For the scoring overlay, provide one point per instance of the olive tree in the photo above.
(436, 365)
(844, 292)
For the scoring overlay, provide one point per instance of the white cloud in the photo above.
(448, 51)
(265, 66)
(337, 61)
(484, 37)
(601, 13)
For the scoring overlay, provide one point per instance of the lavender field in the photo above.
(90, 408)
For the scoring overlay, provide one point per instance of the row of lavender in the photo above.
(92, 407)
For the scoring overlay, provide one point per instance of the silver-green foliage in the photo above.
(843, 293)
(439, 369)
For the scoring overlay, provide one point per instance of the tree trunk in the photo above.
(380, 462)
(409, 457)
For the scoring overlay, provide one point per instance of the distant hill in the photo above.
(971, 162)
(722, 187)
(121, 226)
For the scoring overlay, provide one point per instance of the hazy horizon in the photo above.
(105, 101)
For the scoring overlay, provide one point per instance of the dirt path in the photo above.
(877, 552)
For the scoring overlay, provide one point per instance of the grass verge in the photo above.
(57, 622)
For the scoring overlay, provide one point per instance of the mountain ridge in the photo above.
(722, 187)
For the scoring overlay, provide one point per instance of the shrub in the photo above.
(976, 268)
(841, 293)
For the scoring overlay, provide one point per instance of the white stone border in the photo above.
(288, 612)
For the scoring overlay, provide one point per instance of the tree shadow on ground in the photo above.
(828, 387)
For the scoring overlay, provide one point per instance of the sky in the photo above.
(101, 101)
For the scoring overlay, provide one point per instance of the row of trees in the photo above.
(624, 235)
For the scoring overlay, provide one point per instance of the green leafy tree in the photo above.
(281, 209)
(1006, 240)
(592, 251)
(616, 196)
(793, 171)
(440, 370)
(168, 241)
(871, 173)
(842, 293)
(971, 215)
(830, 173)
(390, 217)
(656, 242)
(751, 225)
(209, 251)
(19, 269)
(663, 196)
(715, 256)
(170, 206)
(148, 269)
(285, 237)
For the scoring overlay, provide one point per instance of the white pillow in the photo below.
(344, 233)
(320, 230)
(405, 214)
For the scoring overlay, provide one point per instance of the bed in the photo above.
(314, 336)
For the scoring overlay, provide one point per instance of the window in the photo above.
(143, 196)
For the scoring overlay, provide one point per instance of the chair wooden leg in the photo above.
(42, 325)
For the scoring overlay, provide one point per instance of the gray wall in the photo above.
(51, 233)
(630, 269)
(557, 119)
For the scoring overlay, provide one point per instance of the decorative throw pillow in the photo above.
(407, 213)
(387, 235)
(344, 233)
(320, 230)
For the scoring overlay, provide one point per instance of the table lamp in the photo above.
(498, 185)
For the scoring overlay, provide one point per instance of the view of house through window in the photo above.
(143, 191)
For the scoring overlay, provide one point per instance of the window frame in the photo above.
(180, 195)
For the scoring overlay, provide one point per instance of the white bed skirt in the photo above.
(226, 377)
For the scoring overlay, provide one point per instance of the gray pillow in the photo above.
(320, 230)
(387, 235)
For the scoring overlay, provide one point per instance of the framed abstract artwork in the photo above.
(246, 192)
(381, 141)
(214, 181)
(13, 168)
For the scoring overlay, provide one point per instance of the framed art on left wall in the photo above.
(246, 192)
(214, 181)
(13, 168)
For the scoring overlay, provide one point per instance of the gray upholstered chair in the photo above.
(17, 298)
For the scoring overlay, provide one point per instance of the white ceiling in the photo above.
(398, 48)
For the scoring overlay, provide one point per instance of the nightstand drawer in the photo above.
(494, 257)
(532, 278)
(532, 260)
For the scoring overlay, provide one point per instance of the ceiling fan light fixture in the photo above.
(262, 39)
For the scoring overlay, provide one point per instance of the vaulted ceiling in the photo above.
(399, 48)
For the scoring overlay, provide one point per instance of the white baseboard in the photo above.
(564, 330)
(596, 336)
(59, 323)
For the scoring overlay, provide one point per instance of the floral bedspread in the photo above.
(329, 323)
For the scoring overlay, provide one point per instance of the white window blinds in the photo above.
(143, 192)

------------------------------------------------------------

Emit the records above again, exactly, with no line skipped.

WRITTEN RESPONSE:
For the scoring overlay, provide one point per instance of the olive tree in the photo above.
(436, 365)
(844, 292)
For the scoring overlay, provide one point per instance of the white cloud in the photo above.
(448, 51)
(265, 66)
(337, 61)
(484, 37)
(601, 13)
For the scoring overlay, provide one point per instance of the lavender field in the photo above.
(90, 408)
For the scoring overlay, provide one point per instance of the row of lavender in the photo above.
(92, 407)
For the scoring overlay, provide one point per instance of the silver-green foliage in the photo above.
(843, 293)
(439, 369)
For the scoring overlay, provide one point per instance of the tree trunk in the photo above.
(380, 462)
(409, 457)
For the scoring overlay, provide one point per instance of the distant hill in the photo above.
(971, 162)
(722, 187)
(121, 226)
For the scoring overlay, provide one point per instance of the hazy horizon in the photo above.
(105, 101)
For the scoring overlay, provide one point per instance of the dirt path in the photo above.
(877, 552)
For the scoring overlay, provide one point per instance of the grass verge in the photo above.
(57, 622)
For the scoring overlay, provide one point per instance of the mountain ridge in the photo above.
(722, 187)
For the scoring overlay, provide one point per instance of the shrub in the photo above.
(976, 268)
(841, 293)
For the scoring overlay, provide one point per instance of the white stone border in the photo above.
(288, 612)
For the scoring overlay, provide one point per instance of the tree shadow on ground in the photo above.
(828, 387)
For the scoring overlay, provide one point per instance of the sky in the photo above.
(101, 101)
For the scoring overlay, provide one point per instance of the row of trees in the photo above.
(624, 235)
For the scoring overlay, provide one point per instance of the green leafy tree in the photo above.
(281, 209)
(1006, 240)
(592, 251)
(616, 196)
(793, 171)
(440, 370)
(168, 241)
(871, 173)
(842, 293)
(971, 215)
(830, 173)
(390, 217)
(656, 242)
(751, 225)
(209, 251)
(19, 269)
(663, 196)
(715, 256)
(170, 206)
(148, 269)
(285, 237)
For the scoring overlay, provide one point per instance of the white pillow in the photo below.
(344, 233)
(320, 230)
(405, 214)
For the scoring overlay, provide one point per instance of the bed in the photo above.
(314, 336)
For the scoring overlay, provide one point per instance of the window in the photo above.
(143, 196)
For the scoring overlay, provide one point per instance of the chair wooden leg in the photo above.
(42, 325)
For the scoring overlay, provide one point per instance of the gray wall in the photo above.
(51, 233)
(630, 269)
(557, 119)
For the scoring overlay, provide one point per instance of the decorative throw pillow in the photo above.
(407, 213)
(387, 235)
(344, 233)
(320, 230)
For the scoring overlay, provide one point per instance of the table lamp in the photo above.
(498, 185)
For the scoring overlay, provide one point per instance of the view of house through window in the photo above.
(143, 191)
For the scoring overlay, provide one point per instance of the window frame in the photo above.
(180, 195)
For the scoring overlay, provide one point per instance of the white bed skirt in the photo above.
(226, 377)
For the scoring overlay, provide one point per instance of the gray pillow in the photo above.
(320, 230)
(387, 235)
For the scoring overlay, provide one point per instance of the framed abstract artwork in the photo above.
(246, 192)
(381, 141)
(214, 181)
(13, 168)
For the scoring overlay, provide one point per instance of the framed art on left wall in the photo above.
(246, 192)
(214, 181)
(13, 168)
For the scoring overlay, provide one point per instance of the gray upholstered chair in the photo above.
(17, 298)
For the scoring overlay, provide one point per instance of the white ceiling in the photo above.
(398, 48)
For the scoring overlay, provide one point per instance of the nightstand drawer in the photo above.
(494, 257)
(532, 278)
(532, 260)
For the scoring overlay, provide one point per instance of the ceiling fan light fixture in the photo above.
(262, 39)
For the scoring overlay, provide one point per instance of the vaulted ceiling in the photo above.
(399, 48)
For the scoring overlay, provide one point per instance of the white baseboard in the photo above.
(564, 330)
(596, 336)
(59, 323)
For the scoring overlay, provide one point per instance of the floral bedspread in the photo above.
(329, 323)
For the scoring overlay, provide one point per instance of the white window blinds in the photo above.
(143, 192)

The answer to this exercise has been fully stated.